◆ STATED GOAL 1:
List the parameters of the RC command in the Furcadia fileserver specification below.

◆ DOCUMENT TEXT:
▬▬▬▬▬▬▬▬▬▬
Furcadia/Specifications/Fileserver
From FurcadiaWiki
Contents |
Thanks to...
- Trek, from which these fileserver specs have come from.
- Protocols updates by Kunnis
Connecting
When connecting to the fileserver, you will recieve this message:
10 Welcome to Furcadia file server, proceed to id.
The only(?) valid command you can send in response to this is the following:
RC NAME PASSWORD DREAM_ID STARTPOINT SENDAHEAD CHUNKSIZE
NAME and PASSWORD are your normal Furcadia login. DREAM_ID is the ID from message 61:81 (??) in the normal game server protocol, which begins with td for dreams, or pp for portraits. The number after pp for portraits other than Silver Sponsor portraits can also be gained from the portrait page[1]: it is the number with ".prt" after it.
The STARTPOINT (usually 0) is the offset (In bytes?) into the file where transmission will start. This allows for file resuming.
SENDAHEAD defines how many the server will send before waiting for the user to catch up. The file server is currently buggy, and can't send more then about 3 chunks at once. If you follow the desgin that DEP uses, you will never go outside of that limit, unless you upgrade to another design that does send-ahead.
CHUNKSIZE is the size of chunks the server will send. Normally this is 4096 bytes. (This means that the TCP/IP protocol may break it up into 2 packets of size 1460 and 1 packet of size 1176.)
Example strings would be:
RC ~MyName ~MyPass td2316690942 0 2 4096 RC ~MyName ~MyPass pp493 0 2 4096
[The default Furcadia client uses a different authentication method when uploading files, please see below for more information]
Downloading
If you're lucky with connecting, you'll get the following response:
44 FILESIZE FILETYPE CHUNKSIZE 0
FILESIZE is the filesize. FILETYPE is the type of the file - 2 is a dream, 3 is a portrait. CHUNKSIZE is the size of the chunks like you specified previously. Again, the meaning of the 0 is unknown.
The fileserver will then proceed dumping the requested binary data on you.
The whole file is sent in chunks. Each chunk is CHUNKSIZE bytes, and begins with a 10 byte chunk header. You are required to send a confirmation that you received each chunk before it will send you the next one. The last chunk is padded with 0's so that it is a full CHUNKSIZE bytes in length.
Each chunk header is 10 bytes total:
SCXXXXYYYY
The first 2 bytes are just the characters SC (0x53 0x43) followed by 4 bytes for the "chunk number". The "chunk number" starts at 0 for the first chunk, and is incremented for every chunk after that. The last 4 bytes there (YYYY) I'm not sure what it is. Following the 10 byte header is (CHUNKSIZE - 10) bytes of data for the actual file.
▬▬▬▬▬▬▬▬▬▬
◆ DATASET:

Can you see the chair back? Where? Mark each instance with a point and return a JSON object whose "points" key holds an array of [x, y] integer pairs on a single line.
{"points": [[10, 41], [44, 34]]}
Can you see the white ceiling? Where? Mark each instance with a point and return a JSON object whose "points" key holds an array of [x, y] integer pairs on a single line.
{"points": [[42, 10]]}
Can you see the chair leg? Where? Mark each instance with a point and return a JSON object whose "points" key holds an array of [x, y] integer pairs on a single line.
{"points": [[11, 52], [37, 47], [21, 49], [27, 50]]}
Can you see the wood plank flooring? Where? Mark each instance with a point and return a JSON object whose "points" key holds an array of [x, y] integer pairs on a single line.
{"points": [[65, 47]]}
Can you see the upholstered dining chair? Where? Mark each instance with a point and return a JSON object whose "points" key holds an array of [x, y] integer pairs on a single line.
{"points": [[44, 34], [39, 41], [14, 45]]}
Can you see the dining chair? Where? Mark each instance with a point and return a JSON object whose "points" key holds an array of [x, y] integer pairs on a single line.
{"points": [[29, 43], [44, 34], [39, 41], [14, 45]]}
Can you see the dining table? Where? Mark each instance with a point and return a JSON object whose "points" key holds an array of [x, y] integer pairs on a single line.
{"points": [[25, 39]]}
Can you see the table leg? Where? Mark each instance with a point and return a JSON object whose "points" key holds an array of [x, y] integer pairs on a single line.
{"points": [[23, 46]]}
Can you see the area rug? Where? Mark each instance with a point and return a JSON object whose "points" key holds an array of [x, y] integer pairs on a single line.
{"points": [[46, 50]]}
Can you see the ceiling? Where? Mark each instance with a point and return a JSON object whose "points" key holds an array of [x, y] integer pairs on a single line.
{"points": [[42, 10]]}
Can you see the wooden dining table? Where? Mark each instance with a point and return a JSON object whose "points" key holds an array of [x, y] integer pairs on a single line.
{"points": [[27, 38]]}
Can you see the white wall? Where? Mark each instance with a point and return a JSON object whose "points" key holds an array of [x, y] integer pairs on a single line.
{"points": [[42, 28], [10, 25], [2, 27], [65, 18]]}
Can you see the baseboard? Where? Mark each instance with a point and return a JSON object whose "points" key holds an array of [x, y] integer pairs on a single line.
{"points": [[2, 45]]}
▬▬▬▬▬▬▬▬▬▬
◆ STATED GOAL 2:
Copy out the records above word for word, from the line with "Can you see the ceiling?" up to and including the last line of the records.

◆ FINAL RESULT 1:
NAME, PASSWORD, DREAM_ID, STARTPOINT, SENDAHEAD, CHUNKSIZE

◆ FINAL RESULT 2:
Can you see the ceiling? Where? Mark each instance with a point and return a JSON object whose "points" key holds an array of [x, y] integer pairs on a single line.
{"points": [[42, 10]]}
Can you see the wooden dining table? Where? Mark each instance with a point and return a JSON object whose "points" key holds an array of [x, y] integer pairs on a single line.
{"points": [[27, 38]]}
Can you see the white wall? Where? Mark each instance with a point and return a JSON object whose "points" key holds an array of [x, y] integer pairs on a single line.
{"points": [[42, 28], [10, 25], [2, 27], [65, 18]]}
Can you see the baseboard? Where? Mark each instance with a point and return a JSON object whose "points" key holds an array of [x, y] integer pairs on a single line.
{"points": [[2, 45]]}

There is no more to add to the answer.